=== Document ===

2. Section 132 of the Electoral Act 1992 provides, insofar as relevant, as follows:
"(1) A Dáil election may, and may only, be questioned by a petition to the High Court.
(2) The provisions of the Third Schedule shall have effect as regards a petition.
[...]
(4) A petition may be presented by any person who is registered or entitled to be registered as a Dáil elector in the constituency but may only be presented within a period specified in Rule 3 of the Third Schedule."
3. Section 132 further provides that a Dáil election may be questioned on the grounds of want of eligibility, the commission of an electoral offence, the obstruction of or interference with or other hindrance to the conduct of the election or mistake, or other irregularity which is likely to have affected the result of the election.
4. Rule 3 of the Third Schedule of the Electoral Act 1992 (as amended by the Electoral Act 1997) provides, in relevant part, as follows:
"Presentation of petition
(1) Subject to paragraph (3), a petition shall not be presented to the High Court unless that court, on application made to it in that behalf by or on behalf of the person proposing to present it not later than fourteen days after the result of the Dáil election is declared by the returning officer, by order grants leave to the person to do so.
(2) The High Court shall not grant leave under paragraph (1) to present a petition unless it is satisfied—
(a) that there is prima facie evidence of a matter referred to in section 132 in relation to which the petition questions the election result concerned, and
(b) that the said matter is such as to affect materially the result of the election.
(2A) A petition shall be presented by being lodged in the Central Office of the High Court not later than three days after the grant of leave by the High Court under paragraph (1).
(3) Where a petition alleges bribery and specifically alleges a payment or other consideration to have been made or to have passed after the result of the Dáil election was declared by the returning officer, notwithstanding the fact that another petition relating to the same election may have been previously presented or tried, leave of the High Court to present a petition under paragraph (1) may be applied for not later than fourteen days next after the day on which the said payment or consideration is alleged to have been made or to have passed.

=== Dataset records ===

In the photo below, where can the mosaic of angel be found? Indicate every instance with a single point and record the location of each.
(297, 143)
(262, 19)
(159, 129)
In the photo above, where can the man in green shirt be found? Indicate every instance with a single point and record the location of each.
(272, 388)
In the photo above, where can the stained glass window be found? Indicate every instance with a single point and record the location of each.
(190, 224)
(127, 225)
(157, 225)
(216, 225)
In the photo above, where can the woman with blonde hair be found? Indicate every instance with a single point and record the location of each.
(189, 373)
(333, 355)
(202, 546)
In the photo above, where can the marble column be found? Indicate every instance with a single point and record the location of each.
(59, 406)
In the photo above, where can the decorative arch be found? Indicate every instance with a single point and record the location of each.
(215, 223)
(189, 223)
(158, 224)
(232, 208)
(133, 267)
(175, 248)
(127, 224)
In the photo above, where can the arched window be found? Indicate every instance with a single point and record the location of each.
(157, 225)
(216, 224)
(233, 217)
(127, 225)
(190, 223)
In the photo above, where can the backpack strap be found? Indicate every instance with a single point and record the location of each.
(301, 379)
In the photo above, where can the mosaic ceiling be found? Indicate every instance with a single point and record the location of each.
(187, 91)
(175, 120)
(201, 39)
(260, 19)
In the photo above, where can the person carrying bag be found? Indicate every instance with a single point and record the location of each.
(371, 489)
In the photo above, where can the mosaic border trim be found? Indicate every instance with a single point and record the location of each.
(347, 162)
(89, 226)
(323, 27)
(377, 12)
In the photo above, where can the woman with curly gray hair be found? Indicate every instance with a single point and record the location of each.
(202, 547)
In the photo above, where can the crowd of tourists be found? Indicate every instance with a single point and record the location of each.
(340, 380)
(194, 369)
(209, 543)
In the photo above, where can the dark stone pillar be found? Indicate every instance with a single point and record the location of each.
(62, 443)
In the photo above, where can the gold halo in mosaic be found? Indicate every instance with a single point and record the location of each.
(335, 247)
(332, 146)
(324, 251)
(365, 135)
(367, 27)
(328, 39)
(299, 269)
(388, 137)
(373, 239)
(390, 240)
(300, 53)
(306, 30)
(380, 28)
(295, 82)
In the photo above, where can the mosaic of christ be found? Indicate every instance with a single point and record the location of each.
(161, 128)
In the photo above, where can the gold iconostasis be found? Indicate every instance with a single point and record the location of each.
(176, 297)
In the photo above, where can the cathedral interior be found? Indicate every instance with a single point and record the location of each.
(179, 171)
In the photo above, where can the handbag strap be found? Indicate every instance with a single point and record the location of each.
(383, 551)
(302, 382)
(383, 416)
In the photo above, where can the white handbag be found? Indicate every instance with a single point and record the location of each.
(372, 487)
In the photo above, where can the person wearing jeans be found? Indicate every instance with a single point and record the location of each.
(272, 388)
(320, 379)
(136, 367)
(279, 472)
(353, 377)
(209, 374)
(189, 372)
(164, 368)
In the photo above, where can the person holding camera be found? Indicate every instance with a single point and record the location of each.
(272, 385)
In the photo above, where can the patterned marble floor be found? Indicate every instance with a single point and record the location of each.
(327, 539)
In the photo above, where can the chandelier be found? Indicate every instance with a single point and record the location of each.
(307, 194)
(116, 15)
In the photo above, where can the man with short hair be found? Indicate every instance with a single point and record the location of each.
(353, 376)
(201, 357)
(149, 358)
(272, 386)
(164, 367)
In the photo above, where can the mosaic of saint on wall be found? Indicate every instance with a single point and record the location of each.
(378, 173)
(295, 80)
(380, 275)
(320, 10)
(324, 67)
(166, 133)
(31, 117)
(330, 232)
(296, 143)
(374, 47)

===

### Exercises
[1] According to the Dáil election petition text, within how many days after the High Court grants leave must a petition be lodged in its Central Office?
[2] Select every line of the records that contains the string "handbag", matching case exactly.
The Dáil election petition text and the records are unrelated to each other.

### Solution list
[1] Not later than three days after the grant of leave.

[2]
In the photo above, where can the handbag strap be found? Indicate every instance with a single point and record the location of each.
In the photo above, where can the white handbag be found? Indicate every instance with a single point and record the location of each.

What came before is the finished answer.